§ **Task objective**
Recast the lines of the listing from the line with "Class, indicate each instance of the dry" up to and including the line with "(1332, 527)" as a JSON list of strings, one string per line, with blank lines left out.

§ **Dataset content**
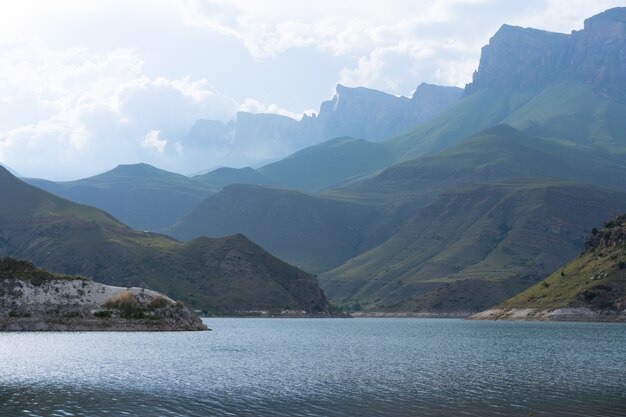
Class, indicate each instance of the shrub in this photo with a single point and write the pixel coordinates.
(158, 302)
(103, 314)
(127, 305)
(17, 313)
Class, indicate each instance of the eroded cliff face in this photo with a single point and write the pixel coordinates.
(520, 58)
(34, 300)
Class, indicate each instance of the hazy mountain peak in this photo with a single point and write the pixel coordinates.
(521, 58)
(608, 24)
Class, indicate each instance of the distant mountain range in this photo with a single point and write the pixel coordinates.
(355, 112)
(493, 192)
(590, 287)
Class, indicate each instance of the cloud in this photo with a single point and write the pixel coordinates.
(254, 106)
(152, 141)
(74, 102)
(81, 112)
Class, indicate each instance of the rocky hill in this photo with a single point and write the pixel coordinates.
(522, 58)
(32, 299)
(357, 112)
(592, 287)
(140, 195)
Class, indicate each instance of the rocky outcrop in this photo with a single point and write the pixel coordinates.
(34, 300)
(356, 112)
(591, 287)
(559, 314)
(520, 58)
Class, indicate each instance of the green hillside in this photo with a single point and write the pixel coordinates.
(222, 177)
(140, 195)
(327, 165)
(478, 236)
(314, 233)
(219, 275)
(496, 153)
(596, 279)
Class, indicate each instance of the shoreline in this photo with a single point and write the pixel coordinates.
(564, 314)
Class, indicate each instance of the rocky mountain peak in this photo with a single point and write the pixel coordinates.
(518, 58)
(613, 234)
(610, 24)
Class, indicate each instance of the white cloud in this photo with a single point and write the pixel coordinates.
(152, 141)
(254, 106)
(88, 112)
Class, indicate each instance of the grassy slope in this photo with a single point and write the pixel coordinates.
(568, 110)
(140, 195)
(491, 232)
(313, 233)
(326, 165)
(222, 177)
(595, 279)
(211, 274)
(497, 153)
(578, 112)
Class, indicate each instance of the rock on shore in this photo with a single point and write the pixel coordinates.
(35, 300)
(558, 314)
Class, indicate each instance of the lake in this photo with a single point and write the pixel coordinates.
(320, 367)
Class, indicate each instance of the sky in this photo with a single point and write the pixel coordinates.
(88, 85)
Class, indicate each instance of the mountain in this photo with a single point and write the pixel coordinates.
(222, 177)
(567, 87)
(356, 112)
(588, 288)
(34, 300)
(329, 164)
(145, 197)
(215, 275)
(474, 246)
(314, 233)
(373, 115)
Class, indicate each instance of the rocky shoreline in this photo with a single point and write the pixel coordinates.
(583, 314)
(77, 304)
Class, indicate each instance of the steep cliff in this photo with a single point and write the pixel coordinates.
(591, 287)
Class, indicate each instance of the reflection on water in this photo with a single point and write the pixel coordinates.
(319, 367)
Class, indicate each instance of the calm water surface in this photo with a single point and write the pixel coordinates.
(319, 367)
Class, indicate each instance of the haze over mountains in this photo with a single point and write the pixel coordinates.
(436, 203)
(216, 275)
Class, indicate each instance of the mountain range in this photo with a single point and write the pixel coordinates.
(590, 287)
(450, 210)
(215, 275)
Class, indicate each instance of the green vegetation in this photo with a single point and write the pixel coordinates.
(140, 195)
(481, 242)
(223, 274)
(222, 177)
(327, 165)
(11, 268)
(314, 233)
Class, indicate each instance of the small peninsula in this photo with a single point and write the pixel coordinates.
(32, 299)
(591, 287)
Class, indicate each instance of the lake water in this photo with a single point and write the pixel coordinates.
(320, 367)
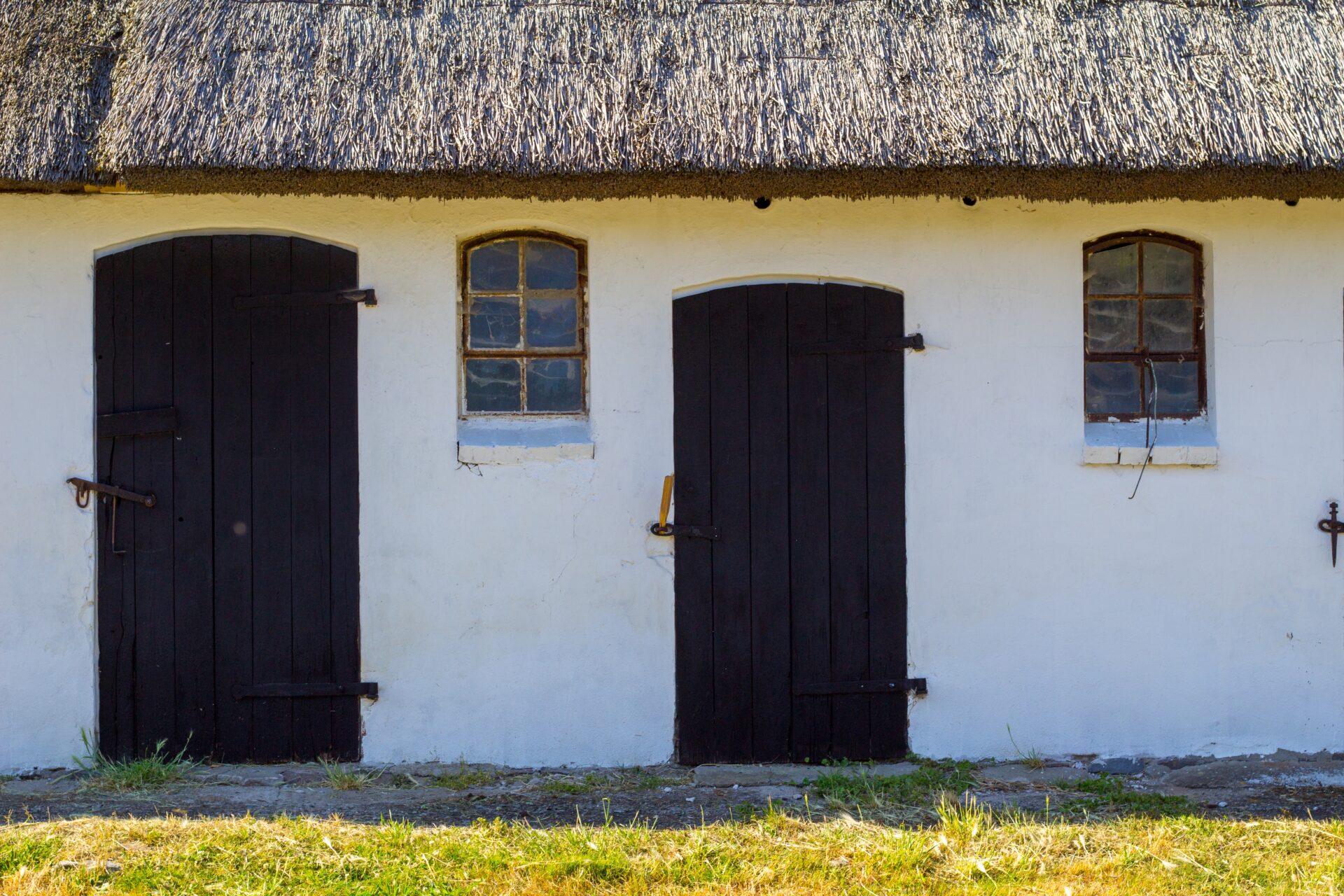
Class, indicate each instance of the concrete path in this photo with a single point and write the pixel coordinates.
(451, 793)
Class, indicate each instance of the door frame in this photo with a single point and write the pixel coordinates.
(694, 393)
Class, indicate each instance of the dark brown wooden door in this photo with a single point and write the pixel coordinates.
(246, 570)
(790, 440)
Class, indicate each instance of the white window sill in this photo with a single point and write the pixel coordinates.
(521, 441)
(1179, 444)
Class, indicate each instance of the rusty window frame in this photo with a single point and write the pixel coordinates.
(1198, 354)
(524, 352)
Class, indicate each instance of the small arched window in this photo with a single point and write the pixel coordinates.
(1142, 328)
(523, 342)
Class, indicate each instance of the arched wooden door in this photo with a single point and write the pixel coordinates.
(226, 387)
(790, 624)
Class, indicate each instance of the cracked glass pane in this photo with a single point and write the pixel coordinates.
(1113, 326)
(554, 384)
(1112, 387)
(495, 266)
(493, 384)
(552, 265)
(1168, 270)
(1177, 387)
(553, 323)
(495, 323)
(1113, 270)
(1168, 324)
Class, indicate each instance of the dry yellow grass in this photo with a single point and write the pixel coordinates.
(967, 852)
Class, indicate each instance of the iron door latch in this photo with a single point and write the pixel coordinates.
(1334, 528)
(672, 530)
(111, 493)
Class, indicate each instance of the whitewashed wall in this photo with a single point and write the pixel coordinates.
(517, 615)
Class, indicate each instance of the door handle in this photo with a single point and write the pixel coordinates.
(84, 488)
(671, 530)
(1332, 527)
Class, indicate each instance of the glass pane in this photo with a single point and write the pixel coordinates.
(495, 323)
(495, 266)
(1112, 387)
(1113, 270)
(554, 384)
(1168, 324)
(552, 266)
(1113, 326)
(1177, 387)
(553, 323)
(1168, 269)
(493, 384)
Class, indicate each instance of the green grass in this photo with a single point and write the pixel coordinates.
(465, 778)
(864, 790)
(152, 771)
(344, 778)
(1032, 758)
(964, 849)
(1110, 794)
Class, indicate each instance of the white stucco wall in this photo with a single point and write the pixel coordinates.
(514, 614)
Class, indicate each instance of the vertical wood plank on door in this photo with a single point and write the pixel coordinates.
(111, 629)
(694, 558)
(192, 510)
(888, 606)
(153, 538)
(124, 470)
(772, 701)
(848, 461)
(233, 523)
(343, 323)
(809, 526)
(730, 511)
(311, 484)
(272, 468)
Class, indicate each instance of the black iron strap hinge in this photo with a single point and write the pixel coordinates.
(686, 531)
(854, 346)
(308, 690)
(917, 687)
(289, 300)
(153, 422)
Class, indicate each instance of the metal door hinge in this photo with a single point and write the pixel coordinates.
(672, 530)
(288, 300)
(855, 346)
(675, 531)
(917, 687)
(115, 496)
(308, 690)
(153, 422)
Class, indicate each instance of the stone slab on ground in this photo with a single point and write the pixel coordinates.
(1116, 766)
(41, 786)
(727, 776)
(1224, 774)
(1016, 773)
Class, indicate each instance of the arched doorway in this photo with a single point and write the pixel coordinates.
(790, 615)
(226, 387)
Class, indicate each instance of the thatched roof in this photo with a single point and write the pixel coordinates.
(1044, 99)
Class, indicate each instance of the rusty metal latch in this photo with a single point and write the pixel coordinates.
(672, 530)
(111, 493)
(1334, 528)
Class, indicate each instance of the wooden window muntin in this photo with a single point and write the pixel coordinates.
(1142, 355)
(523, 352)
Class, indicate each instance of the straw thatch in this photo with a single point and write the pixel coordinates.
(1043, 99)
(55, 65)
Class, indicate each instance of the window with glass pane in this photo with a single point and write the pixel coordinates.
(1142, 328)
(523, 342)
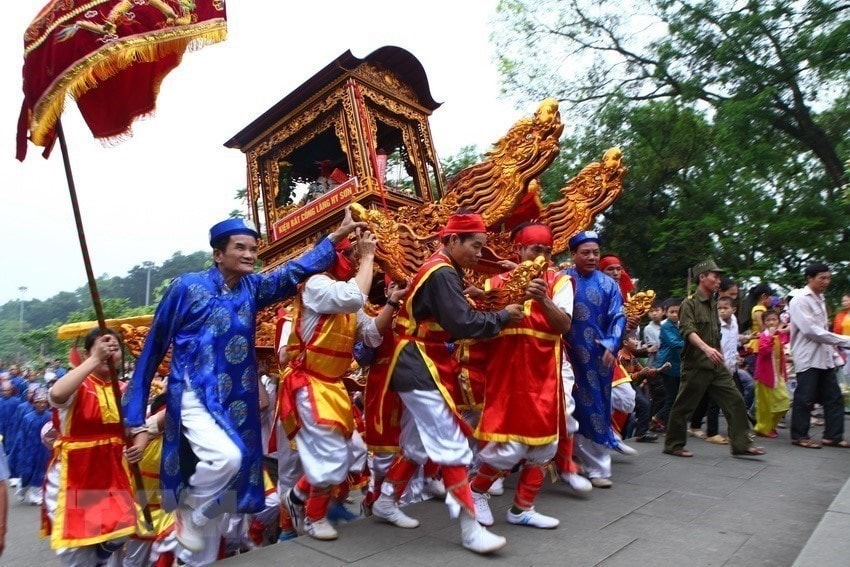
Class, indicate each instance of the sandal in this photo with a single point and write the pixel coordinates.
(806, 443)
(679, 452)
(750, 452)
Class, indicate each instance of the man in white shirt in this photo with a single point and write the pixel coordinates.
(815, 360)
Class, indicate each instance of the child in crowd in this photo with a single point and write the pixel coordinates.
(730, 345)
(671, 342)
(772, 400)
(639, 375)
(652, 331)
(652, 342)
(88, 496)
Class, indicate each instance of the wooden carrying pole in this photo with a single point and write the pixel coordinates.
(141, 496)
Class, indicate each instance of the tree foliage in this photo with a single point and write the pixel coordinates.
(121, 296)
(733, 118)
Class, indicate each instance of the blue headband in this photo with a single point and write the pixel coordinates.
(230, 227)
(582, 237)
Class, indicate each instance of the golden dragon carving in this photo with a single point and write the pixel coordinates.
(134, 340)
(584, 196)
(513, 290)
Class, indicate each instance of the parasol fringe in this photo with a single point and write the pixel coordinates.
(88, 73)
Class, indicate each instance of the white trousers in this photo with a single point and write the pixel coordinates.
(595, 457)
(219, 458)
(289, 468)
(142, 552)
(379, 464)
(504, 456)
(569, 380)
(325, 454)
(623, 397)
(212, 533)
(429, 430)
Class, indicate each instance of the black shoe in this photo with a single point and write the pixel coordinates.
(646, 438)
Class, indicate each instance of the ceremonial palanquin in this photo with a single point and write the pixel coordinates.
(357, 132)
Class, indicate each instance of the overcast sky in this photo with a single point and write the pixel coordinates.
(160, 191)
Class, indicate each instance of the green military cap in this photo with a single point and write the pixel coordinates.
(706, 266)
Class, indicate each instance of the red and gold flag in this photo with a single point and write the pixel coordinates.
(109, 55)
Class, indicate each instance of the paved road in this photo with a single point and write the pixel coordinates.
(23, 546)
(713, 509)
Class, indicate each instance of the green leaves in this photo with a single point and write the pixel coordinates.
(733, 119)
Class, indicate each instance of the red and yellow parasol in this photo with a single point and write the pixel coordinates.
(111, 57)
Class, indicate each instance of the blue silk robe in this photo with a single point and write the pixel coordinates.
(212, 331)
(598, 325)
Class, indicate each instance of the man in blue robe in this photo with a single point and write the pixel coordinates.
(32, 453)
(9, 403)
(212, 454)
(592, 343)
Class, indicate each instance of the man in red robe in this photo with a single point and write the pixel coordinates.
(523, 399)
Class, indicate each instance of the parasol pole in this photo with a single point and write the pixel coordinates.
(141, 495)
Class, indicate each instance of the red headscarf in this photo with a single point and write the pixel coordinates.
(463, 223)
(625, 283)
(343, 268)
(534, 234)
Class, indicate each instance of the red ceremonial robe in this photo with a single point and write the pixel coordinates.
(95, 501)
(523, 399)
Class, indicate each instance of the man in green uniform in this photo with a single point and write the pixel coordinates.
(703, 369)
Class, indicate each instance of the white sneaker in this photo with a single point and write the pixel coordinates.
(475, 537)
(434, 487)
(189, 534)
(576, 482)
(320, 529)
(534, 519)
(626, 450)
(296, 511)
(387, 509)
(482, 508)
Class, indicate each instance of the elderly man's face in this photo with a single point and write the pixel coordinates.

§ **Correct output**
[
  "Class, indicate each instance of the dry yellow grass in this photo with a single point and write the pixel coordinates.",
  "(967, 852)",
  "Class, indicate each instance of the iron door latch in this photo with a single point and write the pixel coordinates.",
  "(1334, 528)",
  "(672, 530)",
  "(111, 493)",
  "Class, indicate each instance of the whitewashed wall in this photo with a single point and write the pixel coordinates.",
  "(517, 615)",
  "Class, indicate each instance of the door handle in this photo with a single point and write the pixel coordinates.",
  "(84, 488)",
  "(671, 530)",
  "(1332, 527)"
]